__Arbeitsanweisung__. Was erhält man laut dem Ausgangstext zum Umgang mit den Aspekten anderer, wenn man beim Auslösen einen Fate-Punkt ausgibt?

__Ausgangstext__.

Der Umgang mit den Aspekten anderer
Die Aspekte der eigenen Spielerfigur sind nicht die einzigen Aspekte, die man im Spiel nutzen kann. Die Figuren der Mitspieler haben natürlich auch Aspekte, genauso wie manche Nichtspielerfiguren und manchmal sogar bestimmte Szenen (z. B. „Dunkel“ oder „Unübersichtlich“).
Um den Aspekt zu aktivieren, der nicht zur Spielerfigur gehört, muss die Möglichkeit der direkten Einwirkung auf das Objekt, den Ort oder die Person bestehen, und zwar so, dass diese Möglichkeit zur ablaufenden Handlung passt. Das bedeutet, wenn eine Szene den Aspekt „Takelage“ hat (weil es sich um ein Piratenschiff handelt), dann bedeutet das nicht nur, dass die Spielerfiguren an Seilen hin- und herschwingen können, sondern auch, dass sie den Aspekt „Takelage“ nutzen können, während sie das tun. Womit wir beim nächsten Thema wären, dem…
Auslösen
Auslösen heißt, dass man einen Aspekt aufruft, der nicht der eigenen Spielerfigur zugeordnet ist. Dazu gehören Szene-Aspekte und die Aspekte anderer Spielerfiguren bzw. Nichtspielerfiguren. Im Wesentlichen passiert dasselbe wie sonst auch: Man gibt einen Fate-Punkt aus und erhält dafür einen Bonus +2 oder darf den Würfelwurf noch einmal wiederholen.
<Beispiel>
Aspekte, die ausgelöst werden können, werden manchmal durch die Aktionen der eigenen Spielerfigur in der Situation erkennbar. Dies kann durch ein Manöver in einer Auseinandersetzung (s. Seite xxx), der „Behauptung“ eines bislang noch nicht existierenden Aspektes (s. Seite xxx) oder durch Einschätzen und Offenlegen eines bisher unbekannten Aspektes geschehen (s. Seite xxx).
Wie das Auslösen bei Manövern funktioniert, wird in Kapitel 4, S. xxx, genauer betrachtet. Im Folgenden wollen wir einen Blick auf die beiden anderen Möglichkeiten werfen.

__Datenauszug__.
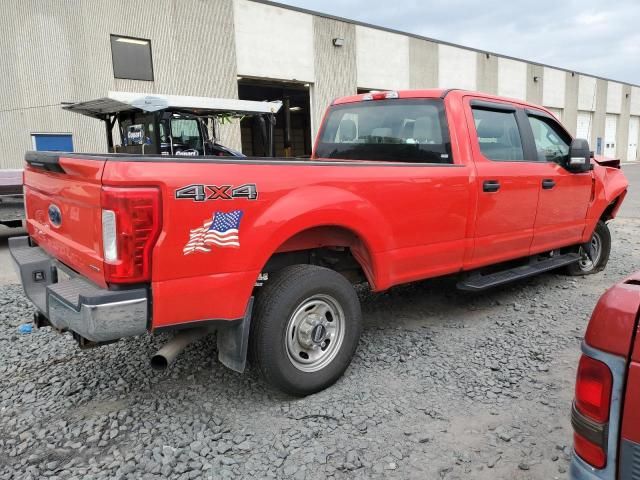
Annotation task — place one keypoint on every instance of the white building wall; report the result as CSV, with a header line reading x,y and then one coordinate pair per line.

__Ergebnis siehe unten__. Einen Bonus von +2 oder das Recht, den Würfelwurf noch einmal zu wiederholen.